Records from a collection
◇ ◇ ◇ ◇ ◇ ◇ ◇
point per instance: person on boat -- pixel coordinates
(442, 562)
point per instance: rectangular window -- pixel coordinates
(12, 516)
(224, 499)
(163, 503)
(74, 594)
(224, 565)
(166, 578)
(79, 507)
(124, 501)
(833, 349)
◇ ◇ ◇ ◇ ◇ ◇ ◇
What the task requires — The lines from the one holding "point per instance: rectangular" to the last line of the entries, both included: retype them exactly and give nothing else.

Answer for this exercise —
point per instance: rectangular window -- pixel coordinates
(12, 516)
(224, 499)
(163, 503)
(74, 594)
(224, 565)
(166, 578)
(79, 507)
(124, 501)
(833, 349)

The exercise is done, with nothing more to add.